Work to be completed: Which lines of the listing contain the string "white"? Copy each of those lines, treating uppercase and lowercase as different.

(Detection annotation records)
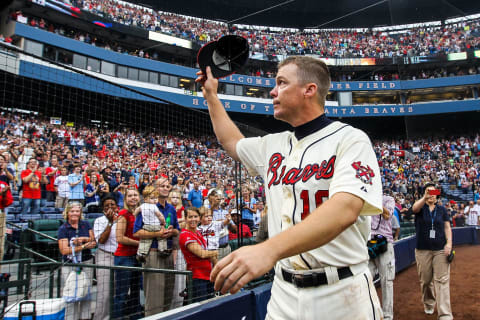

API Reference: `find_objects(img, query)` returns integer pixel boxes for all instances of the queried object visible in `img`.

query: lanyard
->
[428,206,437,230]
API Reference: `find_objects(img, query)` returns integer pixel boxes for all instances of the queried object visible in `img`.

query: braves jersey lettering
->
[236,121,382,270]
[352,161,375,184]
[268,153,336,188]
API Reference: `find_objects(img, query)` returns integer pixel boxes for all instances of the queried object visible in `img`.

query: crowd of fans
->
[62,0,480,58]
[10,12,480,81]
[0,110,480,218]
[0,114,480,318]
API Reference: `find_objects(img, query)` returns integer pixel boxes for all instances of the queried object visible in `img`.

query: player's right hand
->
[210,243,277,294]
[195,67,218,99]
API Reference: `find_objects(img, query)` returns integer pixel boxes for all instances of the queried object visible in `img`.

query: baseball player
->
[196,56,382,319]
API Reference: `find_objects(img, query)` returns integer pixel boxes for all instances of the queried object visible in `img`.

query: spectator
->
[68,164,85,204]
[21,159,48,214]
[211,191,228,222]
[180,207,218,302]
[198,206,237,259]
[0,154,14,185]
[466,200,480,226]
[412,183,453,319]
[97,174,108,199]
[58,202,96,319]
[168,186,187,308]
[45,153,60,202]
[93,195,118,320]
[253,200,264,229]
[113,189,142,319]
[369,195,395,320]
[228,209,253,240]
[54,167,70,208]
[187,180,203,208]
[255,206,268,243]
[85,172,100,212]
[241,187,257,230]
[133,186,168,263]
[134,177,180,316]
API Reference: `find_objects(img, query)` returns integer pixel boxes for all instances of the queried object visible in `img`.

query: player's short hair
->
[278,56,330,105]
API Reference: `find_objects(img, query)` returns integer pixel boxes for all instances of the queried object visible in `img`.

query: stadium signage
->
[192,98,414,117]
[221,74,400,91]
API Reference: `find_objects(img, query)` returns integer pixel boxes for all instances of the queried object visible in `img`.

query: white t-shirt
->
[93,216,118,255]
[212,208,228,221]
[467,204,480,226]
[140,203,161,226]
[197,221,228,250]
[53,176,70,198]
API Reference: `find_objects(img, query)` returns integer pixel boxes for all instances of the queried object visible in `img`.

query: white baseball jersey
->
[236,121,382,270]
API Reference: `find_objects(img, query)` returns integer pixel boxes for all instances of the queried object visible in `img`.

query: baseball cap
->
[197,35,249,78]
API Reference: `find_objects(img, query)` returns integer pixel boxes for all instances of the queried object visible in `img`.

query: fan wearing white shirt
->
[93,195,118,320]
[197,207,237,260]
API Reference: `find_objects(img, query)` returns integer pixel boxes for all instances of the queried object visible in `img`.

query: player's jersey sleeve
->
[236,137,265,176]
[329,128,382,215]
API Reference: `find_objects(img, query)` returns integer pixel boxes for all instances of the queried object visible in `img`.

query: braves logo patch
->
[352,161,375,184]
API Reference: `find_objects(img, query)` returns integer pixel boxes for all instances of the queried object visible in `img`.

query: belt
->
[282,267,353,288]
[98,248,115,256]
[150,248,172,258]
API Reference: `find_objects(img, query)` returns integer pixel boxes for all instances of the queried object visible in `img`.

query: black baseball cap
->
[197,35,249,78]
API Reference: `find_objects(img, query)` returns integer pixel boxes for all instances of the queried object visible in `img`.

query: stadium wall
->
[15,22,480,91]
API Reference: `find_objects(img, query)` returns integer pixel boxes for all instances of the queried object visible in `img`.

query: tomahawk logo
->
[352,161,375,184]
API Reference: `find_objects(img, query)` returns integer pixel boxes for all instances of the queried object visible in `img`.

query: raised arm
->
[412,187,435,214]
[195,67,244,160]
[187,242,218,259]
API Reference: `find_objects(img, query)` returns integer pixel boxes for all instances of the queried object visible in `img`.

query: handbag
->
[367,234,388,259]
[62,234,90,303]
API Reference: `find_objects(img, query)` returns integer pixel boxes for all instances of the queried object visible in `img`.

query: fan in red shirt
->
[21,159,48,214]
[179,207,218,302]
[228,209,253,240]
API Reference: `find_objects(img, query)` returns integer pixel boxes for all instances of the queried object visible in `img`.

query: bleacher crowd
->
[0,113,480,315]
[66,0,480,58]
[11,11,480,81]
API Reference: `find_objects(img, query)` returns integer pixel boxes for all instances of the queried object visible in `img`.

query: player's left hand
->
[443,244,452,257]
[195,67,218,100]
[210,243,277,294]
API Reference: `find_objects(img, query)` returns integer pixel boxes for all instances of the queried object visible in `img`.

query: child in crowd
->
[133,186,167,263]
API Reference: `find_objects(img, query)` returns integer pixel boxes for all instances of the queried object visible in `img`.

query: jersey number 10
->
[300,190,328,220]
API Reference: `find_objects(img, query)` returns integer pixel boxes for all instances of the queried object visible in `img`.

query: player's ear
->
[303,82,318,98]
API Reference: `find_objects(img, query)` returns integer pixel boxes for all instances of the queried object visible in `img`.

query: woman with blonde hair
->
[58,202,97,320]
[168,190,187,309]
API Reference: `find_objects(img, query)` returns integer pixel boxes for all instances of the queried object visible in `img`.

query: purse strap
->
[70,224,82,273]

Reply:
query: white t-shirt
query: white baseball jersey
query: fan wearing white shirt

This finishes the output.